# [DOCUMENT EXTRACT]
- - - - -
You’ve been there a thousand times: a scene in a movie, two people, some dialogue … and then somebody takes out a cigarette. The scene, whatever it is, should take only so long. But the dialogue pauses for the actor to light up, inhale, exhale. We wait. The scene and its dialogue resume, but then another cycle of pausing, sucking, blowing out, squinting in the smoke begins. Now is the time you start thinking about something you hadn’t before: what that character must smell like. We have the leisure to ponder that irrelevance because we’re waiting, killing moments as the actor fills the backlit air with smoke, daring someone to cough. What’s this film about again? Why are we waiting?
Movie smoking is nothing new, God knows, but abusing minutes of screen time on the activity, like sand in the gears of the story, is. Consider the hours you could have back, the recent overlong movies that could be pruned by 10% or 20%. Because it is a matter of time—time wasted. Watching someone smoke in this deliberate way means the narrative stops dead. Think about the accumulated minutes you’ve spent waiting for characters to get done with their smoke diet in just this year’s leading offenders, which include House of Gucci, Passing, Nightmare Alley, Being the Ricardos, The Souvenir Part II, Red Rocket, The Harder They Fall, The Tender Bar, and The French Dispatch. The nearly eight hours of Get Back could’ve been shorn of maybe a full eighth of that length, had the endless shots of lighting up and puffing been trimmed or cut out.
- - - - -
# [EXCERPTED DATA]

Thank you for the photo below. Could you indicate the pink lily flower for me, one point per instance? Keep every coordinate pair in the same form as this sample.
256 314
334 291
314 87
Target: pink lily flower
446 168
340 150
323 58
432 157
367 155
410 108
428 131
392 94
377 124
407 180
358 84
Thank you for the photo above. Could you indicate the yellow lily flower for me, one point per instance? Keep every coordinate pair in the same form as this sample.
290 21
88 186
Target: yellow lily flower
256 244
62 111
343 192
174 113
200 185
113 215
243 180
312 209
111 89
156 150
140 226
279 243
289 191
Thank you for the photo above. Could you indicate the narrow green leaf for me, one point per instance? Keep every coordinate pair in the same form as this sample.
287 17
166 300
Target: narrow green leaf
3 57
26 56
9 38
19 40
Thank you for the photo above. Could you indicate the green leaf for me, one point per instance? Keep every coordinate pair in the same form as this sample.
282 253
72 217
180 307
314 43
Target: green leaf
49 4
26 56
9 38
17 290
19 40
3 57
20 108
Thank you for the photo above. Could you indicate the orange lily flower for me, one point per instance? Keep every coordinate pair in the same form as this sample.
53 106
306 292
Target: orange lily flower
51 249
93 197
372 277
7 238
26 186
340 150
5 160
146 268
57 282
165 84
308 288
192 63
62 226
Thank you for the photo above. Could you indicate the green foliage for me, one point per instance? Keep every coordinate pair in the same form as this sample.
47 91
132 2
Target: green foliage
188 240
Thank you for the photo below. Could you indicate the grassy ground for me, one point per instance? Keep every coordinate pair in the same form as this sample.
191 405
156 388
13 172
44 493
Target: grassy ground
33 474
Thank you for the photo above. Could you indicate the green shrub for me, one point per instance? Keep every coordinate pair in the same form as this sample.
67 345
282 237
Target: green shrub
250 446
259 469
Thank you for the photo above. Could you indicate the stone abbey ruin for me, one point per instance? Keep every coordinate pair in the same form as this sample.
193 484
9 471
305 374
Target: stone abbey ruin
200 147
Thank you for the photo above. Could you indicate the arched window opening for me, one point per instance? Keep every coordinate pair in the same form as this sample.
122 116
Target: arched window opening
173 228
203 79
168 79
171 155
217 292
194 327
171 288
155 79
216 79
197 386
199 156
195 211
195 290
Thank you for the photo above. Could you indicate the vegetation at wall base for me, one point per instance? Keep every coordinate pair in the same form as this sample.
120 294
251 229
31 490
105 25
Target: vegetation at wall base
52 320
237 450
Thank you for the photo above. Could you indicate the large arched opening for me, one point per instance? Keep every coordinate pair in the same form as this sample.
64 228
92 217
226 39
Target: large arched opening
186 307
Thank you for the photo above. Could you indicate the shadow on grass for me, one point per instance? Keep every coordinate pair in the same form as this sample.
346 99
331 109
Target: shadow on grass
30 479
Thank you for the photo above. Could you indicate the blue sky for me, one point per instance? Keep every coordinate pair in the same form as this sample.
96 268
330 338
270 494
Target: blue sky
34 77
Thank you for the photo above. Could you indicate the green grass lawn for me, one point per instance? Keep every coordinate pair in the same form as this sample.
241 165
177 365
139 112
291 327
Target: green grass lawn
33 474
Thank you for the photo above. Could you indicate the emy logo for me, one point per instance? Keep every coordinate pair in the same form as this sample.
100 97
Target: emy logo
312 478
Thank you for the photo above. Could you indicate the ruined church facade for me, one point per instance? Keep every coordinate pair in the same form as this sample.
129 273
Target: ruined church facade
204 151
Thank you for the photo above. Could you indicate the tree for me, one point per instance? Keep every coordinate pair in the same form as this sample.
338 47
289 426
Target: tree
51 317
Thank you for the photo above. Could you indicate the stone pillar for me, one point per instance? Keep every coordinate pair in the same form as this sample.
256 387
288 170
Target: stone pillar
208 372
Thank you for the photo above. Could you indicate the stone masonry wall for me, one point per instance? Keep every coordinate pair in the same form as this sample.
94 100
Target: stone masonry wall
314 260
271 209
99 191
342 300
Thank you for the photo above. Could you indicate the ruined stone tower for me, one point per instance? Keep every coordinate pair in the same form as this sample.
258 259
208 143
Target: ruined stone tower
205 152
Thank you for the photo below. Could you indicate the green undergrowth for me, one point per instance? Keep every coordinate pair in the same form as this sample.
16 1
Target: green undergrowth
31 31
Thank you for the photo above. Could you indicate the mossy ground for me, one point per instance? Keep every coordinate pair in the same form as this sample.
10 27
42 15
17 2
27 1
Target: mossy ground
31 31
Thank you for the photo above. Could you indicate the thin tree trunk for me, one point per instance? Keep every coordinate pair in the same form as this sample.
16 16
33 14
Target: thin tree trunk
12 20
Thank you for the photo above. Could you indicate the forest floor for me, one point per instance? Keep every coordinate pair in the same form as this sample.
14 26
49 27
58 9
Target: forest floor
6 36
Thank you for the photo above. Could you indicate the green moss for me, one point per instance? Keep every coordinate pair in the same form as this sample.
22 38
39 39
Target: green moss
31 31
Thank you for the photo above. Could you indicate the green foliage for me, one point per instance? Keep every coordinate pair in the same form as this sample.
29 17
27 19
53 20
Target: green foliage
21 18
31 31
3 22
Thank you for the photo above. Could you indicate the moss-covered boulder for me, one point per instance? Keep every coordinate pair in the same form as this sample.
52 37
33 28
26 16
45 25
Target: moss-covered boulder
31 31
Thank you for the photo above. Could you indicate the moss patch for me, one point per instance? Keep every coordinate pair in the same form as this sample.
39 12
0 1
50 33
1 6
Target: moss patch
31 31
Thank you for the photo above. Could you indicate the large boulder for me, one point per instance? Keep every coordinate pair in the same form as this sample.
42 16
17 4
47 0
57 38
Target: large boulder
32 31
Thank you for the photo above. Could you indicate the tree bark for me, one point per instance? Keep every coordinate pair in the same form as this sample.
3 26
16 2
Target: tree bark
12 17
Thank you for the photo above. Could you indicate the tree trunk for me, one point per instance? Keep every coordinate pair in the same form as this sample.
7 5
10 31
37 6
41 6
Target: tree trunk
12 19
- - - - -
# [YOUR ASSIGNMENT]
Reproduce, word for word, the essay above about smoking scenes wasting screen time in movies.

# [SOLUTION FOR THIS PROBLEM]
You’ve been there a thousand times: a scene in a movie, two people, some dialogue … and then somebody takes out a cigarette. The scene, whatever it is, should take only so long. But the dialogue pauses for the actor to light up, inhale, exhale. We wait. The scene and its dialogue resume, but then another cycle of pausing, sucking, blowing out, squinting in the smoke begins. Now is the time you start thinking about something you hadn’t before: what that character must smell like. We have the leisure to ponder that irrelevance because we’re waiting, killing moments as the actor fills the backlit air with smoke, daring someone to cough. What’s this film about again? Why are we waiting?
Movie smoking is nothing new, God knows, but abusing minutes of screen time on the activity, like sand in the gears of the story, is. Consider the hours you could have back, the recent overlong movies that could be pruned by 10% or 20%. Because it is a matter of time—time wasted. Watching someone smoke in this deliberate way means the narrative stops dead. Think about the accumulated minutes you’ve spent waiting for characters to get done with their smoke diet in just this year’s leading offenders, which include House of Gucci, Passing, Nightmare Alley, Being the Ricardos, The Souvenir Part II, Red Rocket, The Harder They Fall, The Tender Bar, and The French Dispatch. The nearly eight hours of Get Back could’ve been shorn of maybe a full eighth of that length, had the endless shots of lighting up and puffing been trimmed or cut out.